> _Objetivo 1_
Responde estas preguntas sobre la ficha técnica de Falstaff:
(a) ¿Quién firma la traducción?
(b) ¿Qué personaje interpreta Pedro Casablanc?
(c) ¿Quién se encarga de la música?
> _Objetivo 2_
Actualiza la ficha técnica de Falstaff: copia todo el tramo que va desde "Shakespeare, Lima, Casablanc, Brecht" hasta "al 1 de mayo)", pero cambia "Iluminación" por "Luces".
> _Objetivo 3_
Enumera los intérpretes de la ficha técnica de Falstaff a los que se asigna un solo personaje.

> _Pasaje seleccionado_
=-=-=-=-=
Falstaff/Shakespeare/CDN
¿Qué Falstaff?
Shakespeare, Lima, Casablanc, Brecht
Título: Falstaff (sobre textos de William Shakespeare) – Traducción: Marc Rosich – Adaptación: Marc Rosich y Andrés Lima – Intérpretes: Chema Adeva (Mortimer/Pato), Raul Arévalo (Príncipe Enrique), Jesús Barranco (Rey Enrique IV), Sonsoles Benedicto (Simple/Northumberland), Alfonso Blanco (Loco), Pedro Casablanc (Falstaff), Alfonso Lara (Worcester/Poins), Andrés Lima (El Rumor), Carmen Machi (Arzobispo/Doña Rauda), Rebeca Montero (Dora Rompesábanas/Lady Mortimer), María Morales (Westmoreland/Lady Percy), Rulo Pardo (Glendower/Pistola), Ángel Ruiz (Príncipe Juan Lancaster/Bartolo), Alejandro Saá (Espuela ardiente/Justicia) – Escenografía y vestuario: Beatriz San Juan – Iluminación y proyecciones: Valentín Álvarez – Música: Nick Powell – Dirección: Andrés Lima – Producción: Centro Dramático Nacional / Teatro Valle-Inclán (del 18 de marzo al 1 de mayo)
=-=-=-=-=
> _Entradas de datos guardadas_
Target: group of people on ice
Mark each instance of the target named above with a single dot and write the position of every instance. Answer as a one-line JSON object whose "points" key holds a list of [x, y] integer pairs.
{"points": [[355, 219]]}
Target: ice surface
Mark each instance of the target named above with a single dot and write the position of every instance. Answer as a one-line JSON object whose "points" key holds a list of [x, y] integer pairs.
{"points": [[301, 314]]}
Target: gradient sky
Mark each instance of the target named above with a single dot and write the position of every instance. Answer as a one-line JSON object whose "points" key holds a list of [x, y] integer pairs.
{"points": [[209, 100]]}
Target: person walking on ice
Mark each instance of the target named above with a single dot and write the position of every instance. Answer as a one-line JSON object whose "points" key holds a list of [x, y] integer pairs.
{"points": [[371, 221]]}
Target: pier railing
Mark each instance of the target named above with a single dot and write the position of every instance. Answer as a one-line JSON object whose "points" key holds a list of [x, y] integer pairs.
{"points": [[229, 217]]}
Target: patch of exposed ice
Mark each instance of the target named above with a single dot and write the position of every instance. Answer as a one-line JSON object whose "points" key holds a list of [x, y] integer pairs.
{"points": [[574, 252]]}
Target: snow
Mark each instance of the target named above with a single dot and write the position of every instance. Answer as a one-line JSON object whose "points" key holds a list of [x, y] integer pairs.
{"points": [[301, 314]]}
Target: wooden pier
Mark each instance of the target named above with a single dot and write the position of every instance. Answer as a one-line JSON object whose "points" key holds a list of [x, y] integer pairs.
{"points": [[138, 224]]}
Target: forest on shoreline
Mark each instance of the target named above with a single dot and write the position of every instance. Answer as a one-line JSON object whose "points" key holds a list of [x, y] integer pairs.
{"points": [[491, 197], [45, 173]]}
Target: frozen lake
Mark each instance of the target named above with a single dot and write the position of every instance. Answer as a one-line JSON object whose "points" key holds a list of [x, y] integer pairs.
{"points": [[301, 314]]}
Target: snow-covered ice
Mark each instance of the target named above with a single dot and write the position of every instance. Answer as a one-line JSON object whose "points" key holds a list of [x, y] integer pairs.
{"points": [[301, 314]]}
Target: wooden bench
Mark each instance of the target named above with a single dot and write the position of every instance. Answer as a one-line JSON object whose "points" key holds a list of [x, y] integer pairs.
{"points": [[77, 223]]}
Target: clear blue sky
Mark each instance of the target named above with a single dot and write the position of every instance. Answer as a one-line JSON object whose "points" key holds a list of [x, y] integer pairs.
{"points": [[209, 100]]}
=-=-=-=-=
> _Respuesta correcta 1_
(a) Marc Rosich.
(b) Falstaff.
(c) Nick Powell.

> _Respuesta correcta 2_
Shakespeare, Lima, Casablanc, Brecht
Título: Falstaff (sobre textos de William Shakespeare) – Traducción: Marc Rosich – Adaptación: Marc Rosich y Andrés Lima – Intérpretes: Chema Adeva (Mortimer/Pato), Raul Arévalo (Príncipe Enrique), Jesús Barranco (Rey Enrique IV), Sonsoles Benedicto (Simple/Northumberland), Alfonso Blanco (Loco), Pedro Casablanc (Falstaff), Alfonso Lara (Worcester/Poins), Andrés Lima (El Rumor), Carmen Machi (Arzobispo/Doña Rauda), Rebeca Montero (Dora Rompesábanas/Lady Mortimer), María Morales (Westmoreland/Lady Percy), Rulo Pardo (Glendower/Pistola), Ángel Ruiz (Príncipe Juan Lancaster/Bartolo), Alejandro Saá (Espuela ardiente/Justicia) – Escenografía y vestuario: Beatriz San Juan – Luces y proyecciones: Valentín Álvarez – Música: Nick Powell – Dirección: Andrés Lima – Producción: Centro Dramático Nacional / Teatro Valle-Inclán (del 18 de marzo al 1 de mayo)

> _Respuesta correcta 3_
Raul Arévalo (Príncipe Enrique)
Jesús Barranco (Rey Enrique IV)
Alfonso Blanco (Loco)
Pedro Casablanc (Falstaff)
Andrés Lima (El Rumor)